Selected extract:
· · · · · · ·
On July 25, 2024, the Company entered into a Securities Purchase Agreement (the “Securities Purchase Agreement”) with several institutional “accredited investors” (the “Investors”), pursuant to which, on the terms and subject to the conditions set forth therein, the Company agreed to issue and sell to the Investors in a private placement an aggregate of 7,272,728 shares of the Company’s common stock (the “Shares”), at a price of $27.50 per Share (the “Private Placement”).

The Private Placement is expected to close on August 1, 2024, subject to the satisfaction or waiver of specified customary closing conditions. The Company expects to receive aggregate gross proceeds from the Private Placement of approximately $200.0 million, before deducting estimated offering expenses payable by the Company. The Company expects to use the net proceeds from the Private Placement to support the Merger, to maintain appropriate pro forma capital ratios, to pay down borrowings, and for general corporate purposes

The Securities Purchase Agreement contains customary representations, warranties and agreements of each Party. The Company has granted the Investors indemnification rights with respect to its representations, warranties, covenants and agreements under the Securities Purchase Agreement.

A copy of the Securities Purchase Agreement is attached hereto as Exhibit 10.1 and is incorporated herein by reference in its entirety. The foregoing summary of the Securities Purchase Agreement in this Item 1.01 is not complete and is qualified in its entirety by reference to the complete text of the Securities Purchase Agreement.

Registration Rights Agreement

In connection with the Securities Purchase Agreement, the Company and the Investors also entered into a Registration Rights Agreement (the “Registration Rights Agreement”), dated July 25, 2024, pursuant to which the Company agreed to provide customary resale registration rights with respect to the Shares obtained by the Investors pursuant to the Securities Purchase Agreements, subject to certain limitations as set forth in the Registration Rights Agreement. Failure to meet the resale registration statement filings or effectiveness deadlines, and certain other events, set forth in the Registration Rights Agreement may result in the Company’s Payment of liquidated damages in the amount of 1% of the aggregate purchase price paid by the Investors pursuant to the Securities Purchase Agreement.
· · · · · · ·
(Records of labeled points)
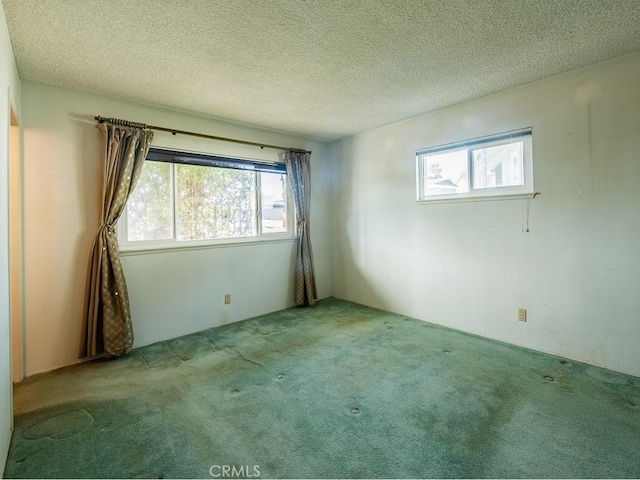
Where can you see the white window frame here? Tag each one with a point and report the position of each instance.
(126, 245)
(478, 194)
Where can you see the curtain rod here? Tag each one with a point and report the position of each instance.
(126, 123)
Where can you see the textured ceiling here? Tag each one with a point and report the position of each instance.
(325, 68)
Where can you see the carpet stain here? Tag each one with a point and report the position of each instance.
(60, 426)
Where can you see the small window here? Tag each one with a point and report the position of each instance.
(184, 198)
(496, 166)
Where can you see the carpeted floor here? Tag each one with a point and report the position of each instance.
(338, 390)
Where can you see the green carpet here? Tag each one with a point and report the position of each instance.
(334, 391)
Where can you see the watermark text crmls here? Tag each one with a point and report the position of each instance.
(235, 471)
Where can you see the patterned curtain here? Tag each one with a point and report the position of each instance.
(299, 174)
(107, 325)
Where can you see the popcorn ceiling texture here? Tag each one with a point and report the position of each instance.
(323, 68)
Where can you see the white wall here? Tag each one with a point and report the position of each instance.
(171, 293)
(9, 95)
(467, 265)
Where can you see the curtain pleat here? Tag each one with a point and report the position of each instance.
(299, 174)
(107, 326)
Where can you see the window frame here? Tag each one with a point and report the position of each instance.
(252, 165)
(479, 194)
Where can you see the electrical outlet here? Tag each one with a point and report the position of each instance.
(522, 315)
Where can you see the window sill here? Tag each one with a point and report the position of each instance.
(486, 198)
(177, 247)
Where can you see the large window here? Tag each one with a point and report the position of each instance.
(185, 199)
(496, 166)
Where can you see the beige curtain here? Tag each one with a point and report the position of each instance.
(107, 324)
(299, 174)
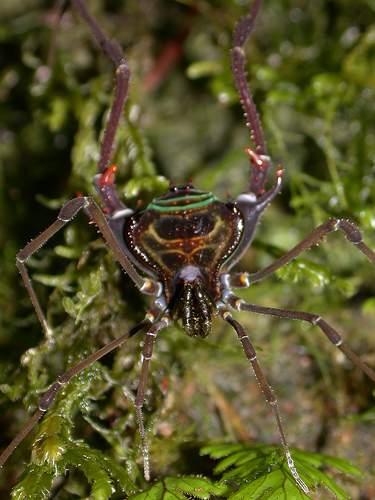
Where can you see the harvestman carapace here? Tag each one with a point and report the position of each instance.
(181, 247)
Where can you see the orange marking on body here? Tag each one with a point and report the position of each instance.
(108, 176)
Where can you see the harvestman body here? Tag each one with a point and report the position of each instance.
(181, 248)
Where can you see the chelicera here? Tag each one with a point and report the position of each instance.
(180, 249)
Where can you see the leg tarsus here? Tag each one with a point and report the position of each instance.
(268, 393)
(147, 350)
(349, 228)
(49, 396)
(314, 319)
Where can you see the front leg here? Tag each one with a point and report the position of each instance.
(66, 214)
(349, 228)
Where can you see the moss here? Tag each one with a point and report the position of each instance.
(310, 71)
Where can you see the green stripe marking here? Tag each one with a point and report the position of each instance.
(167, 205)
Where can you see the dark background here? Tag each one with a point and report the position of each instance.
(311, 69)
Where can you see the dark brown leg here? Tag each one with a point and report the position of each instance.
(66, 214)
(259, 159)
(146, 359)
(268, 393)
(49, 396)
(351, 231)
(104, 181)
(113, 50)
(314, 319)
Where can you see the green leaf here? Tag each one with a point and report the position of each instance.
(180, 488)
(261, 472)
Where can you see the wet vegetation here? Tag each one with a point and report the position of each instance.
(311, 69)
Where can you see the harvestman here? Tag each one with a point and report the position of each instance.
(181, 247)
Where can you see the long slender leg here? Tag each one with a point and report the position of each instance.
(49, 396)
(66, 214)
(314, 319)
(349, 228)
(104, 181)
(259, 159)
(267, 391)
(146, 359)
(113, 50)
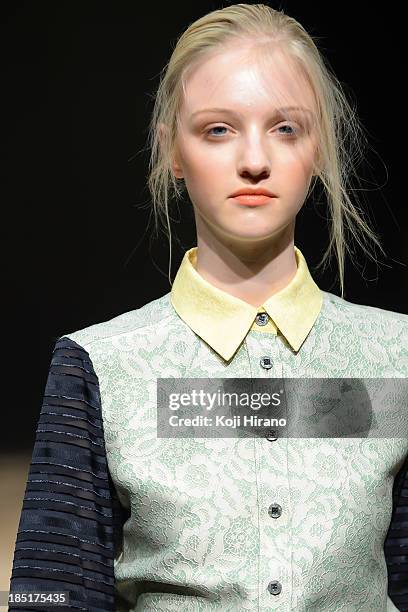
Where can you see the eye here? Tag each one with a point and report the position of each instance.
(216, 127)
(289, 134)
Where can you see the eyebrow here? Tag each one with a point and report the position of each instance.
(283, 109)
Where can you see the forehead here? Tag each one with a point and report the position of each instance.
(237, 79)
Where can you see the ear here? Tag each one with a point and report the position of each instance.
(176, 163)
(318, 162)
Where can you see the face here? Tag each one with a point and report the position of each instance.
(247, 145)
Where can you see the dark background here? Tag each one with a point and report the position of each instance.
(77, 87)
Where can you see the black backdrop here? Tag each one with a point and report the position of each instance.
(76, 92)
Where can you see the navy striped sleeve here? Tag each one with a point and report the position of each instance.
(396, 542)
(70, 524)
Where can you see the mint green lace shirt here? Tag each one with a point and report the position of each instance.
(200, 535)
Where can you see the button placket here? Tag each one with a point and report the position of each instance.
(275, 510)
(262, 318)
(274, 587)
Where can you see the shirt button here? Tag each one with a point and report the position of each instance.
(274, 587)
(270, 436)
(266, 362)
(275, 510)
(262, 318)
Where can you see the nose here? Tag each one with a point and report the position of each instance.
(254, 160)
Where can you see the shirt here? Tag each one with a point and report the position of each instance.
(126, 520)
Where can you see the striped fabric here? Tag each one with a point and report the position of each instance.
(396, 543)
(71, 518)
(71, 521)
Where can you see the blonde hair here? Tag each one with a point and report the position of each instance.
(340, 132)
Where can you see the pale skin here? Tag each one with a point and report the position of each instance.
(246, 251)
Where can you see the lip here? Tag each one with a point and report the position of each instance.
(252, 200)
(253, 192)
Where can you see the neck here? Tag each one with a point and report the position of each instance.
(250, 272)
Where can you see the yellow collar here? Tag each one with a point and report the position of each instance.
(223, 320)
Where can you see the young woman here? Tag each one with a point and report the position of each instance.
(247, 119)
· · · · · · ·
Required tasks:
(A) Condense the paragraph of the filing excerpt that begins "The Private Placement is expected to close" into a short bulleted list that keeps its main facts.
(B) Please repeat word for word the part of the filing excerpt between "A copy of the" and "of the Securities Purchase Agreement.", inclusive.

Set of answers:
(A)
- Expected closing: August 1, 2024, subject to the satisfaction or waiver of customary closing conditions
- Gross proceeds: about $200.0 million, before the estimated offering expenses payable by the Company
- Use of net proceeds: supporting the Merger, maintaining appropriate pro forma capital ratios, paying down borrowings, and general corporate purposes

(B)
A copy of the Securities Purchase Agreement is attached hereto as Exhibit 10.1 and is incorporated herein by reference in its entirety. The foregoing summary of the Securities Purchase Agreement in this Item 1.01 is not complete and is qualified in its entirety by reference to the complete text of the Securities Purchase Agreement.